Records supplied
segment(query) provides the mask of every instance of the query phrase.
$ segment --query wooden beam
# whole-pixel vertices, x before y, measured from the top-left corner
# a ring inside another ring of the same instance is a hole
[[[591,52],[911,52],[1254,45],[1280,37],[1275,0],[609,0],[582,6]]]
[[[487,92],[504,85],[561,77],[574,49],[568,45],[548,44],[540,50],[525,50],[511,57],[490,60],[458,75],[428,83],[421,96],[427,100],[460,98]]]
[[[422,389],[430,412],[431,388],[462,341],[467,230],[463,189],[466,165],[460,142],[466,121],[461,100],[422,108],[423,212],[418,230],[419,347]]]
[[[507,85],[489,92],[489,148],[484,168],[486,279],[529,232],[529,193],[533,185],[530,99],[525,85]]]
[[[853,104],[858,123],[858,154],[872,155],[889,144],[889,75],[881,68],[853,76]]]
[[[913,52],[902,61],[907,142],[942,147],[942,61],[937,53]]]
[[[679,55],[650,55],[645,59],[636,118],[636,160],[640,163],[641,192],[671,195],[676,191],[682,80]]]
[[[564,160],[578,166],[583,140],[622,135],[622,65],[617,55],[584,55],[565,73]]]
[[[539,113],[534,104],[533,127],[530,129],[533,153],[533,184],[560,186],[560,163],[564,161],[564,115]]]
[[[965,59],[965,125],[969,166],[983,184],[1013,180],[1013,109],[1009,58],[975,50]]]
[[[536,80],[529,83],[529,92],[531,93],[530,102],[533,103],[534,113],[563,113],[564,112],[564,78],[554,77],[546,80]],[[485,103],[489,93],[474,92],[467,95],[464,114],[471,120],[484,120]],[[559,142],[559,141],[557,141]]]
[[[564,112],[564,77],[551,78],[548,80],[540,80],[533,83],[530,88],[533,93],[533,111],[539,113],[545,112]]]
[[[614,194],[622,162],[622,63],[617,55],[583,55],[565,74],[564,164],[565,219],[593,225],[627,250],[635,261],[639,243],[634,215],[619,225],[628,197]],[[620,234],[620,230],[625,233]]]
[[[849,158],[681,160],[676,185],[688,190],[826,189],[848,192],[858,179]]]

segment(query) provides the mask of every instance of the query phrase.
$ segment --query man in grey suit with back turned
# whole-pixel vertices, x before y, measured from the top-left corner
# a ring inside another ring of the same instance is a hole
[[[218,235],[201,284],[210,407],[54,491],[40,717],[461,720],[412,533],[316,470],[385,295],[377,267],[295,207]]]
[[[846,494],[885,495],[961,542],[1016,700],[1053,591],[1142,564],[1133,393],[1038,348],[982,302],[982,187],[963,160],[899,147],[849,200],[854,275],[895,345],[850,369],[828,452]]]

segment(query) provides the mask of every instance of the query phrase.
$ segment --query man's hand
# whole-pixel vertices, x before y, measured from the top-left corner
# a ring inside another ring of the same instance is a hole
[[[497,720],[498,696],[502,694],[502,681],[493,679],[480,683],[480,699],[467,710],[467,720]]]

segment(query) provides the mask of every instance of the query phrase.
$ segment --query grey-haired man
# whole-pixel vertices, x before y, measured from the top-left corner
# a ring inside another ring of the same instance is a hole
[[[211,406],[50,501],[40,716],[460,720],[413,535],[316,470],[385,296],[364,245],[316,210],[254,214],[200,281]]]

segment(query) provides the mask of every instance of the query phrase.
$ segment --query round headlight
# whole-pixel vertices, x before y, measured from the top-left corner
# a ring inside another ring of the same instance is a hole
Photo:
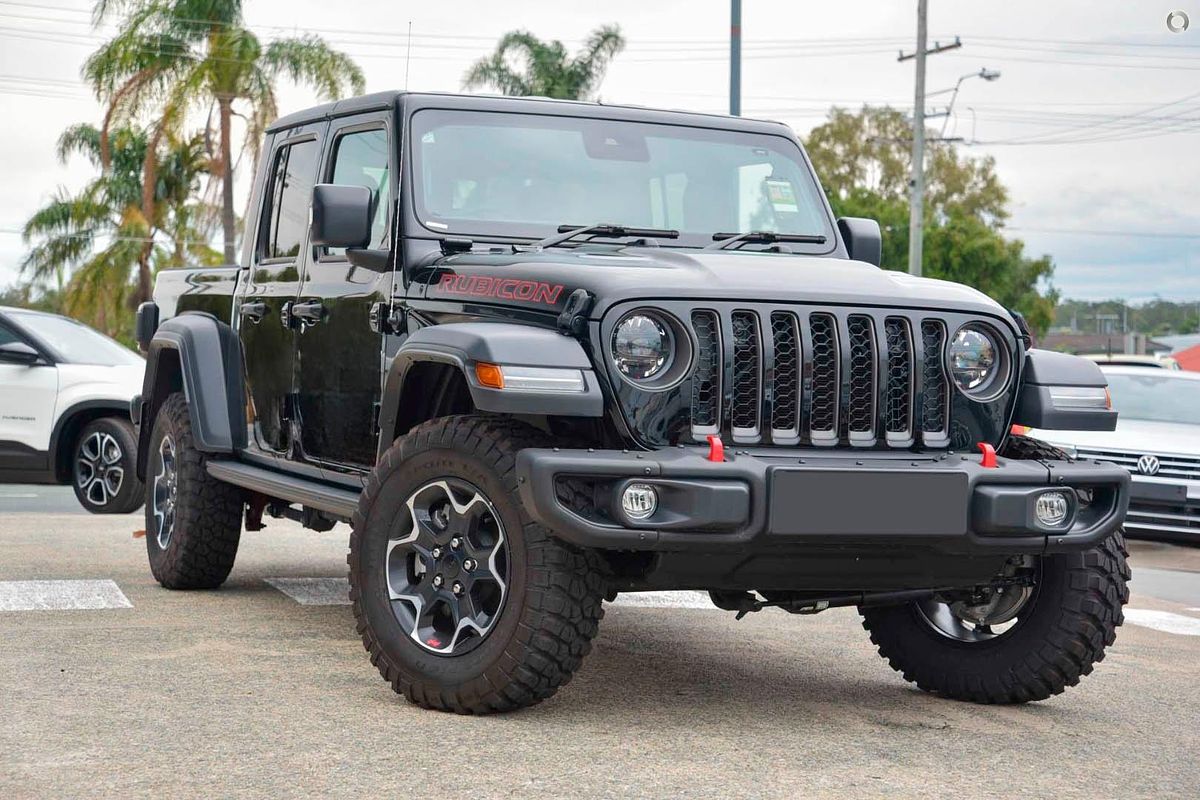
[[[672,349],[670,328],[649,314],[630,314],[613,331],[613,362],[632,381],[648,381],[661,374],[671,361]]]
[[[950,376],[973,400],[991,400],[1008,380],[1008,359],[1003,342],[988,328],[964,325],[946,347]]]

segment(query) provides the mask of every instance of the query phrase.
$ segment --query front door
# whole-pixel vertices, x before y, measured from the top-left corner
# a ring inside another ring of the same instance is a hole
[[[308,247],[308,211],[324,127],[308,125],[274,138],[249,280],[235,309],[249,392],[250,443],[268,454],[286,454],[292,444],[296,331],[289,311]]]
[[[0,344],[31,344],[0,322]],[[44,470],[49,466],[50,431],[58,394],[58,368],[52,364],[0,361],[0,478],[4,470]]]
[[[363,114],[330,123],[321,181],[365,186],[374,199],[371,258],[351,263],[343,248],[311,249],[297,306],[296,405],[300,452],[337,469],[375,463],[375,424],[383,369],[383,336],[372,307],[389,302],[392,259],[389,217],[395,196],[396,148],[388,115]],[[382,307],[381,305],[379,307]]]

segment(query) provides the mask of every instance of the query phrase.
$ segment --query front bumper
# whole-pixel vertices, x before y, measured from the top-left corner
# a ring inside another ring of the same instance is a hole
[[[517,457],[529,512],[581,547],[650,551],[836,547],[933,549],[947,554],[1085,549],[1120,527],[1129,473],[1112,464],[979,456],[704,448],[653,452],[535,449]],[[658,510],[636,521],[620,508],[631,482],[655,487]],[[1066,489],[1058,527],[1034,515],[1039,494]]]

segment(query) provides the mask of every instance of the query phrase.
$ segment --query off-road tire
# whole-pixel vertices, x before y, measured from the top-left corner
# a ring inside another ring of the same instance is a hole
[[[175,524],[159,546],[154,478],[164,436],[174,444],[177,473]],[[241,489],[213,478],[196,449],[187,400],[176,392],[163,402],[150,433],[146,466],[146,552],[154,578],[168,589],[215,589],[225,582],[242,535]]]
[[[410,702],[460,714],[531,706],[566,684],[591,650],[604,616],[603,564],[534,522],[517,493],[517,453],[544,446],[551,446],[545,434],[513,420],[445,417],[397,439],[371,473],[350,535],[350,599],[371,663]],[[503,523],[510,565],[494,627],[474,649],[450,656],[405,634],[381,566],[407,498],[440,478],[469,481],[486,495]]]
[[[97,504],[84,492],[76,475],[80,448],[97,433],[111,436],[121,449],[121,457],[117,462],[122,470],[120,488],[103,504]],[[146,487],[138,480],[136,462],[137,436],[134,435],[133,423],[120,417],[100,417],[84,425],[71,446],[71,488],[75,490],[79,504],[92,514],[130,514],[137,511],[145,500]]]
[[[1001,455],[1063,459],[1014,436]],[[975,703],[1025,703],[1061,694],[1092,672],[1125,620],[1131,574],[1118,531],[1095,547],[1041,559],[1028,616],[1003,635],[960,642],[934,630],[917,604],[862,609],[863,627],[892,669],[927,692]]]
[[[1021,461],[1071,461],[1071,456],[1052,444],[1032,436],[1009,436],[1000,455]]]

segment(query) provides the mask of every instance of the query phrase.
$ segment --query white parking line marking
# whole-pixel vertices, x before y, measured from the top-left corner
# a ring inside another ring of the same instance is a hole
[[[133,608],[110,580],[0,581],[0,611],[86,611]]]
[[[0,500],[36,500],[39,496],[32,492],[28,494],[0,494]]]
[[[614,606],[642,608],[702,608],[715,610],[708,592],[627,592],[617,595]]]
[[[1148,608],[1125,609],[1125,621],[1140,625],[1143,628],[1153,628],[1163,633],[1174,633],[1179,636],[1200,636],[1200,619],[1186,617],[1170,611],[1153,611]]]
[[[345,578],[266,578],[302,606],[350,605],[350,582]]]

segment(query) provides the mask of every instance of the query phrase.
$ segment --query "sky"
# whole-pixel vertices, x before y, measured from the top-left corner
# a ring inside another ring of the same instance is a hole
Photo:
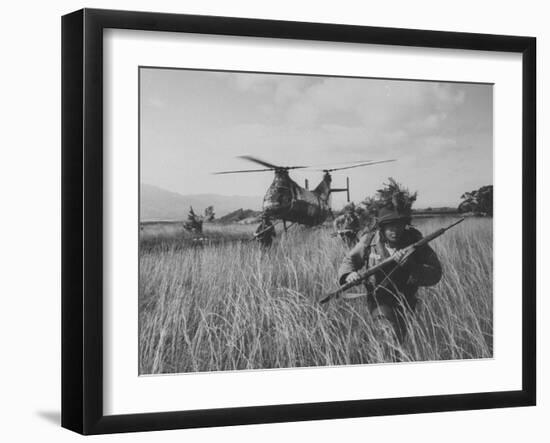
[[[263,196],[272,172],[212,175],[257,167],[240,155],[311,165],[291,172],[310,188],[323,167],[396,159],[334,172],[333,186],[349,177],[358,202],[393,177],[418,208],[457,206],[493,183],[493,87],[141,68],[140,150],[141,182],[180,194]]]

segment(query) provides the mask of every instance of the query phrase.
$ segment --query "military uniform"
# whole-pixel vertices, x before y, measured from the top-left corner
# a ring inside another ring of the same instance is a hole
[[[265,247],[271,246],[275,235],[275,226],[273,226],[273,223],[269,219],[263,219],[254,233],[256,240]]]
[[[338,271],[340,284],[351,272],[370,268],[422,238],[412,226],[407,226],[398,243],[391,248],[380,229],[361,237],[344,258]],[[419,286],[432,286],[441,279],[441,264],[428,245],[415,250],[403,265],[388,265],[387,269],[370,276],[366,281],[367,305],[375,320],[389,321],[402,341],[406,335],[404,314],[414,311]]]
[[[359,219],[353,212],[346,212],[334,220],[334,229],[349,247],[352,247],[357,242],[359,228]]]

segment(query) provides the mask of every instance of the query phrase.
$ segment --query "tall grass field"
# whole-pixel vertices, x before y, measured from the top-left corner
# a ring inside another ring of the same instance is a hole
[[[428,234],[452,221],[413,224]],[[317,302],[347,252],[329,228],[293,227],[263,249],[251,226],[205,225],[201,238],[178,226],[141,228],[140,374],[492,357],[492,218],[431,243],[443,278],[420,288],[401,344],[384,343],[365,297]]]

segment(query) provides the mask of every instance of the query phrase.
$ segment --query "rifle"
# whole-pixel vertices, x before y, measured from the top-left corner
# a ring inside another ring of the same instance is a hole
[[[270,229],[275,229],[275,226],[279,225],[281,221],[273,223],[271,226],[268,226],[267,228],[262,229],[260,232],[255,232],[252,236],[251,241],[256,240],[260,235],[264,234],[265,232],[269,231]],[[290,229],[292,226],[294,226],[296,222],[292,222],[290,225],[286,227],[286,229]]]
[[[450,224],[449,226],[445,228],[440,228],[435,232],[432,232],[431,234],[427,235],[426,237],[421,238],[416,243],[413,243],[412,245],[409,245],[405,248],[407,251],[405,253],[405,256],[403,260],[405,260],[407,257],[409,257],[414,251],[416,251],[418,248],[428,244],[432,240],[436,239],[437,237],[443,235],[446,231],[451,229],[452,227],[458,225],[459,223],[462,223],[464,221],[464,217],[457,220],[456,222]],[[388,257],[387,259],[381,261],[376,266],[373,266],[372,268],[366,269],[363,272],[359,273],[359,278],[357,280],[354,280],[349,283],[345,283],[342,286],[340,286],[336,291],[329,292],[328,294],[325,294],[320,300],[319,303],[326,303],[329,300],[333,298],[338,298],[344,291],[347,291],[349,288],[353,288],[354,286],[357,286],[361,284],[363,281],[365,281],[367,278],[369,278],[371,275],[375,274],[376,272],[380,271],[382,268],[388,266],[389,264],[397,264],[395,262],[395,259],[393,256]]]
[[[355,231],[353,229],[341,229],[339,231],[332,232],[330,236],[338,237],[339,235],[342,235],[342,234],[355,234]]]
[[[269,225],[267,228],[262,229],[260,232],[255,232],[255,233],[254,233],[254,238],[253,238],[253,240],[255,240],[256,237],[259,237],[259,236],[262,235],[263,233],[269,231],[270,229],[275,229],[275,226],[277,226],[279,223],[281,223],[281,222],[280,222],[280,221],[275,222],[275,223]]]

Task requirements
Find the word "grey" in the entries, and copy every line it shows up in.

Output for this exercise
$ segment --query man in grey suit with back turned
$ segment --query grey-haired man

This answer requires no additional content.